- [Work instructions] Copy the lines below word for word, from the line that contains "woman's dark hair." to the line that contains "[72,100,125,184]", with both of those lines included. Leave the pictures out of your copy.

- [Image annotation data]
--------------------

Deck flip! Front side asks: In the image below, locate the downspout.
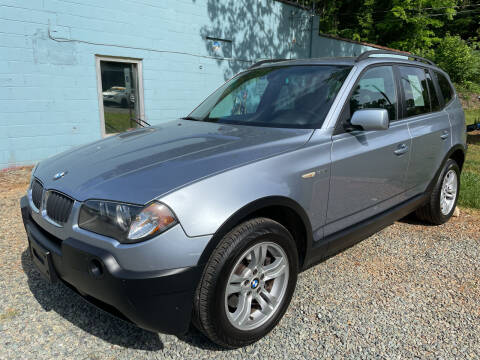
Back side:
[309,2,315,59]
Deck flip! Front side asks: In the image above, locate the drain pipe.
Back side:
[309,1,315,59]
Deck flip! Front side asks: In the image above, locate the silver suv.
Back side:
[21,51,466,348]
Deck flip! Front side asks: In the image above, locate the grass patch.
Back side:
[458,144,480,209]
[465,109,480,125]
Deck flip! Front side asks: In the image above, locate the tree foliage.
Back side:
[303,0,480,83]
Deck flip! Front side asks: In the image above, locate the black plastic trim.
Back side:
[304,194,427,270]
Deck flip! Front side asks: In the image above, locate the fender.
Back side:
[198,196,313,268]
[425,144,467,194]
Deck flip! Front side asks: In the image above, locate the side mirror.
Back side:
[350,109,390,131]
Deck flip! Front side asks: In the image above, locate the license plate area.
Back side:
[29,236,57,283]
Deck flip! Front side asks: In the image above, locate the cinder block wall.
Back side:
[0,0,364,169]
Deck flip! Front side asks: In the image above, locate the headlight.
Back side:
[78,200,177,244]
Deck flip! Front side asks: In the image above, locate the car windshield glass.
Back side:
[185,65,351,128]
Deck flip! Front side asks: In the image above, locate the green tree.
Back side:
[435,34,479,83]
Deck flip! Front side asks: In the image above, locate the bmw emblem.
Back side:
[53,171,67,180]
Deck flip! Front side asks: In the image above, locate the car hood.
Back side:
[35,120,313,204]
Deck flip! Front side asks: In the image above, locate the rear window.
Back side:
[435,71,453,104]
[399,66,430,117]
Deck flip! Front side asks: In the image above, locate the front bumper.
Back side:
[20,197,202,334]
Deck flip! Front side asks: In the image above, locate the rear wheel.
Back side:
[194,218,298,348]
[416,159,460,225]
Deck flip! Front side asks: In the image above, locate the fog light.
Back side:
[88,259,103,278]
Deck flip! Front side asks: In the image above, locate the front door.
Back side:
[324,66,411,236]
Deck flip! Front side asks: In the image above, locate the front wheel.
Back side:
[194,218,298,348]
[416,159,460,225]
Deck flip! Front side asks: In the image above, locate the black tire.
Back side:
[193,218,298,348]
[415,159,460,225]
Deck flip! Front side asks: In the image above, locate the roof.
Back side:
[275,0,311,10]
[251,51,437,68]
[318,33,407,52]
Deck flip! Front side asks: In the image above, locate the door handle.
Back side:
[394,144,408,155]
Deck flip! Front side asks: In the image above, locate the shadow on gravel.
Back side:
[22,249,163,351]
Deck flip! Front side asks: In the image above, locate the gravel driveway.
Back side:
[0,170,480,360]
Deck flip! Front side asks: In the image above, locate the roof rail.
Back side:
[355,50,436,66]
[249,59,288,69]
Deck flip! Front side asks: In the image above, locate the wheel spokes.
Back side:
[232,293,252,325]
[255,289,278,315]
[263,256,287,281]
[226,283,242,296]
[248,244,267,268]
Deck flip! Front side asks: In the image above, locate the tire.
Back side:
[193,218,298,348]
[416,159,460,225]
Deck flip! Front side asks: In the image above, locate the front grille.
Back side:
[46,191,73,223]
[32,180,43,209]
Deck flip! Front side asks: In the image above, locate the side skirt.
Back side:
[303,194,428,270]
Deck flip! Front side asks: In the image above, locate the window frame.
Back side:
[333,62,403,135]
[95,55,145,138]
[397,64,434,120]
[430,69,457,110]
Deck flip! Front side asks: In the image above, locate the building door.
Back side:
[97,57,144,136]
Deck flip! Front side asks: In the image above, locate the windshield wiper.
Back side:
[181,116,202,121]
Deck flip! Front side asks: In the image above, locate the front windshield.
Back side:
[185,65,351,128]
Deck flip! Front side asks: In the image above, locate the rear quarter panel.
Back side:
[445,96,467,150]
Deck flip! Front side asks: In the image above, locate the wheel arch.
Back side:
[425,144,465,193]
[198,196,312,269]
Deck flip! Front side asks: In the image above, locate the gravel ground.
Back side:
[0,169,480,360]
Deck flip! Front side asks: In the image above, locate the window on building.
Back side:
[97,57,144,136]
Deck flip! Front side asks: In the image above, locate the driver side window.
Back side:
[348,66,397,121]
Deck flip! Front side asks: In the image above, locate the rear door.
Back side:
[325,65,411,236]
[399,65,451,193]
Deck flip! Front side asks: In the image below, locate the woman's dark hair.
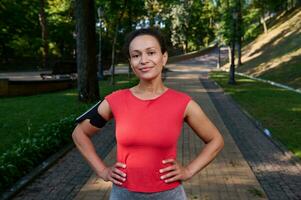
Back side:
[123,28,167,58]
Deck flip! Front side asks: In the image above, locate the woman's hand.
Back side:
[159,159,192,183]
[100,162,126,185]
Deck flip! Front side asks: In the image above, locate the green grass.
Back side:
[210,72,301,158]
[0,75,138,154]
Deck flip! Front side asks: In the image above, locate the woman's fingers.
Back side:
[160,165,177,173]
[115,162,126,169]
[160,171,179,179]
[112,168,126,177]
[111,162,126,185]
[162,159,176,164]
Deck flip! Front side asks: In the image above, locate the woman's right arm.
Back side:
[72,100,125,184]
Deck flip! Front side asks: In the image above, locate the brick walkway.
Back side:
[9,47,301,200]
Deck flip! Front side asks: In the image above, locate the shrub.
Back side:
[0,115,75,192]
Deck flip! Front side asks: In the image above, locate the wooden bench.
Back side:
[40,60,77,80]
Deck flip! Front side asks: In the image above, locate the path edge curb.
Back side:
[210,79,301,169]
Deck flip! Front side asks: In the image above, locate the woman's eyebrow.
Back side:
[130,47,157,52]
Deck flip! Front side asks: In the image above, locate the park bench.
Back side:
[40,60,77,80]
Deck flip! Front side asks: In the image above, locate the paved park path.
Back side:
[9,47,301,200]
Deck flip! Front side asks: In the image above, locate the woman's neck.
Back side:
[135,80,167,94]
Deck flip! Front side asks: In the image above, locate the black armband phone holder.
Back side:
[75,101,107,128]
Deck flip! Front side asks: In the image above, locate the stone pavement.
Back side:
[9,47,301,200]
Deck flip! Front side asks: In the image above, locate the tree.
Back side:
[75,0,99,102]
[236,0,243,67]
[39,0,49,68]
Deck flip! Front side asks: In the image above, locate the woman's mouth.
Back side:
[139,67,152,72]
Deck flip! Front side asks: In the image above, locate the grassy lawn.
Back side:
[0,75,138,154]
[210,72,301,158]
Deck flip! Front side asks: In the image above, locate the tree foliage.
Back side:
[0,0,300,68]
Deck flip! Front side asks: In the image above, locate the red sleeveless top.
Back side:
[105,88,191,192]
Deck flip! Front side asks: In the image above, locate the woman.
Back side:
[72,29,224,200]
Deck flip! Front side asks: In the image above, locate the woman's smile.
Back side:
[139,67,153,72]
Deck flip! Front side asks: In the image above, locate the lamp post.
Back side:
[228,10,237,85]
[97,7,104,80]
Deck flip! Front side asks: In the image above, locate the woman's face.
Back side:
[129,35,168,80]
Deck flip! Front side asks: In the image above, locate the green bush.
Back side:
[0,115,75,192]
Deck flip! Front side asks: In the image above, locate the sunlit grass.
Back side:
[0,75,137,154]
[210,72,301,158]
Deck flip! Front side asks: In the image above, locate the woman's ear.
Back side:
[163,51,168,66]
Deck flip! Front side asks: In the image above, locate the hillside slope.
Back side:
[237,8,301,88]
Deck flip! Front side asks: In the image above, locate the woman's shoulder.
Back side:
[105,88,128,99]
[169,88,191,99]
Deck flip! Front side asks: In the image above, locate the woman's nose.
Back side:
[140,53,148,64]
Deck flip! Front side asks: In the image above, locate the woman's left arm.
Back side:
[160,100,224,183]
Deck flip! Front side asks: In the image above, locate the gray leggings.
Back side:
[110,184,187,200]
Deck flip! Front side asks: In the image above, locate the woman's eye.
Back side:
[148,51,156,56]
[132,54,139,58]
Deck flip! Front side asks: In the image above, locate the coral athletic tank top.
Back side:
[105,88,191,192]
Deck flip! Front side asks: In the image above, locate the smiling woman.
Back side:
[72,29,224,200]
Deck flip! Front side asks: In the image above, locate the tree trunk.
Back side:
[110,0,128,85]
[39,0,49,69]
[236,0,243,67]
[260,14,268,34]
[75,0,99,102]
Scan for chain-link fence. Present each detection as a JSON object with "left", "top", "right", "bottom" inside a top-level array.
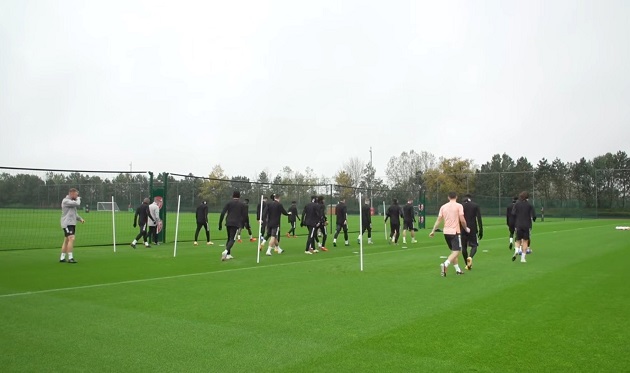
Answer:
[
  {"left": 424, "top": 170, "right": 630, "bottom": 218},
  {"left": 0, "top": 168, "right": 151, "bottom": 250},
  {"left": 0, "top": 167, "right": 630, "bottom": 250}
]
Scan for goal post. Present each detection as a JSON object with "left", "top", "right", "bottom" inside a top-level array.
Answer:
[{"left": 96, "top": 202, "right": 120, "bottom": 212}]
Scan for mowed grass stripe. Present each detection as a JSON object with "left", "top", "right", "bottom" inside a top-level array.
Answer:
[
  {"left": 0, "top": 219, "right": 628, "bottom": 372},
  {"left": 0, "top": 224, "right": 607, "bottom": 298}
]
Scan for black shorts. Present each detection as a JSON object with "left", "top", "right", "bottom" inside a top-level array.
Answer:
[
  {"left": 444, "top": 234, "right": 462, "bottom": 251},
  {"left": 267, "top": 227, "right": 280, "bottom": 238},
  {"left": 61, "top": 225, "right": 77, "bottom": 237},
  {"left": 462, "top": 232, "right": 479, "bottom": 248},
  {"left": 516, "top": 228, "right": 529, "bottom": 240}
]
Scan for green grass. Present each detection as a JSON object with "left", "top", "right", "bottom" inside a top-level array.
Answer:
[{"left": 0, "top": 217, "right": 630, "bottom": 372}]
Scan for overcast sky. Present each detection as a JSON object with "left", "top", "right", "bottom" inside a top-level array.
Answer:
[{"left": 0, "top": 0, "right": 630, "bottom": 178}]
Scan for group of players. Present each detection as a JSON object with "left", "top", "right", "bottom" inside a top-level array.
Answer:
[
  {"left": 429, "top": 192, "right": 536, "bottom": 277},
  {"left": 60, "top": 188, "right": 536, "bottom": 270}
]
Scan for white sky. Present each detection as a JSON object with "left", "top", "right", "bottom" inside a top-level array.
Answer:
[{"left": 0, "top": 0, "right": 630, "bottom": 178}]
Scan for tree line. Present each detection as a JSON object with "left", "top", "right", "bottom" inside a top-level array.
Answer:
[{"left": 0, "top": 150, "right": 630, "bottom": 210}]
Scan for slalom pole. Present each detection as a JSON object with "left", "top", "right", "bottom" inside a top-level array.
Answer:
[
  {"left": 359, "top": 192, "right": 363, "bottom": 272},
  {"left": 383, "top": 201, "right": 389, "bottom": 240},
  {"left": 173, "top": 194, "right": 182, "bottom": 258},
  {"left": 112, "top": 196, "right": 116, "bottom": 252},
  {"left": 256, "top": 194, "right": 264, "bottom": 263}
]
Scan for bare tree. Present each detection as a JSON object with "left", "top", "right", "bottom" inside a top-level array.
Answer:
[
  {"left": 385, "top": 150, "right": 437, "bottom": 189},
  {"left": 342, "top": 157, "right": 365, "bottom": 187}
]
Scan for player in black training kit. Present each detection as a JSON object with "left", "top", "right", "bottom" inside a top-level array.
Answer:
[
  {"left": 333, "top": 198, "right": 350, "bottom": 247},
  {"left": 256, "top": 196, "right": 267, "bottom": 244},
  {"left": 219, "top": 191, "right": 247, "bottom": 261},
  {"left": 263, "top": 194, "right": 289, "bottom": 256},
  {"left": 131, "top": 198, "right": 153, "bottom": 249},
  {"left": 300, "top": 196, "right": 322, "bottom": 254},
  {"left": 236, "top": 198, "right": 256, "bottom": 243},
  {"left": 461, "top": 194, "right": 483, "bottom": 270},
  {"left": 193, "top": 201, "right": 214, "bottom": 246},
  {"left": 357, "top": 198, "right": 372, "bottom": 245},
  {"left": 385, "top": 198, "right": 403, "bottom": 245},
  {"left": 315, "top": 196, "right": 328, "bottom": 253},
  {"left": 287, "top": 201, "right": 300, "bottom": 237},
  {"left": 512, "top": 192, "right": 536, "bottom": 263},
  {"left": 403, "top": 198, "right": 418, "bottom": 244},
  {"left": 505, "top": 197, "right": 518, "bottom": 250}
]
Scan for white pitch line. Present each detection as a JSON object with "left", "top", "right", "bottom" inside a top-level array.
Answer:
[{"left": 0, "top": 225, "right": 606, "bottom": 299}]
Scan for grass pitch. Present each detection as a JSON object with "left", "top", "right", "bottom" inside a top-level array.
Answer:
[{"left": 0, "top": 213, "right": 630, "bottom": 372}]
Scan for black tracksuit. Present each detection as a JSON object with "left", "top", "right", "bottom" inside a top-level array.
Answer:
[
  {"left": 512, "top": 200, "right": 536, "bottom": 240},
  {"left": 133, "top": 202, "right": 151, "bottom": 242},
  {"left": 256, "top": 200, "right": 267, "bottom": 240},
  {"left": 335, "top": 202, "right": 348, "bottom": 242},
  {"left": 263, "top": 201, "right": 289, "bottom": 240},
  {"left": 195, "top": 203, "right": 210, "bottom": 242},
  {"left": 361, "top": 203, "right": 372, "bottom": 238},
  {"left": 219, "top": 198, "right": 247, "bottom": 255},
  {"left": 505, "top": 202, "right": 516, "bottom": 237},
  {"left": 385, "top": 203, "right": 403, "bottom": 243},
  {"left": 289, "top": 204, "right": 299, "bottom": 236},
  {"left": 315, "top": 203, "right": 328, "bottom": 247},
  {"left": 403, "top": 203, "right": 416, "bottom": 231},
  {"left": 461, "top": 200, "right": 483, "bottom": 259},
  {"left": 302, "top": 202, "right": 322, "bottom": 251}
]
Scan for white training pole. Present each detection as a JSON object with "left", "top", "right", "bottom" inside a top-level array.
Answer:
[
  {"left": 256, "top": 195, "right": 263, "bottom": 263},
  {"left": 173, "top": 194, "right": 182, "bottom": 258},
  {"left": 112, "top": 196, "right": 116, "bottom": 252},
  {"left": 359, "top": 193, "right": 363, "bottom": 272},
  {"left": 383, "top": 201, "right": 389, "bottom": 240}
]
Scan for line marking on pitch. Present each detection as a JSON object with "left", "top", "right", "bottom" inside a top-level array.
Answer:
[{"left": 0, "top": 225, "right": 606, "bottom": 299}]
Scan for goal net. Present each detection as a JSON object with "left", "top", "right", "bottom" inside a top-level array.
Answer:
[{"left": 96, "top": 202, "right": 120, "bottom": 211}]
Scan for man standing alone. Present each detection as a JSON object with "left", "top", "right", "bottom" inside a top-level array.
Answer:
[
  {"left": 462, "top": 194, "right": 483, "bottom": 270},
  {"left": 429, "top": 192, "right": 470, "bottom": 277},
  {"left": 219, "top": 191, "right": 247, "bottom": 261},
  {"left": 131, "top": 198, "right": 151, "bottom": 249},
  {"left": 193, "top": 201, "right": 214, "bottom": 246},
  {"left": 333, "top": 198, "right": 349, "bottom": 247},
  {"left": 385, "top": 198, "right": 403, "bottom": 245},
  {"left": 59, "top": 188, "right": 85, "bottom": 264},
  {"left": 403, "top": 198, "right": 418, "bottom": 244},
  {"left": 149, "top": 196, "right": 162, "bottom": 245}
]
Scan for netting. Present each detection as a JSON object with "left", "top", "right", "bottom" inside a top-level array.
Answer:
[
  {"left": 96, "top": 202, "right": 120, "bottom": 212},
  {"left": 0, "top": 168, "right": 149, "bottom": 250},
  {"left": 425, "top": 170, "right": 630, "bottom": 218},
  {"left": 0, "top": 167, "right": 630, "bottom": 250}
]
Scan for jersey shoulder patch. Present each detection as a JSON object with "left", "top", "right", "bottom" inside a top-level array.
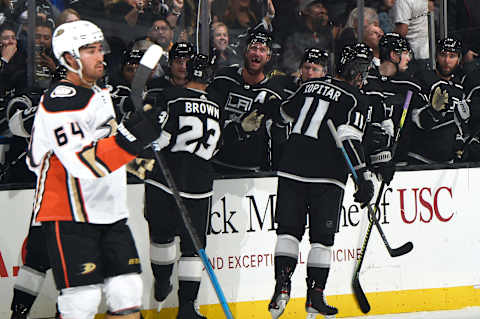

--------------------

- [Response]
Deck flip! Front side asks: In the image below, locate the woman's dark hair.
Back side:
[123,28,167,58]
Deck flip! Front side asks: In the image above, locate the woman's hand.
Back side:
[159,159,192,183]
[100,162,126,185]
Deck flip! Front side asks: In the image above, locate the green grass.
Back side:
[210,72,301,158]
[0,75,138,154]
Deck flip! Front side asks: In the image above, locate the woman's fingers.
Back side:
[160,165,177,173]
[115,162,126,169]
[160,171,179,179]
[112,168,126,177]
[111,162,126,185]
[162,159,176,164]
Deck flip! Front side asks: In the image above, locate the woman's right arm.
Back side:
[72,100,125,184]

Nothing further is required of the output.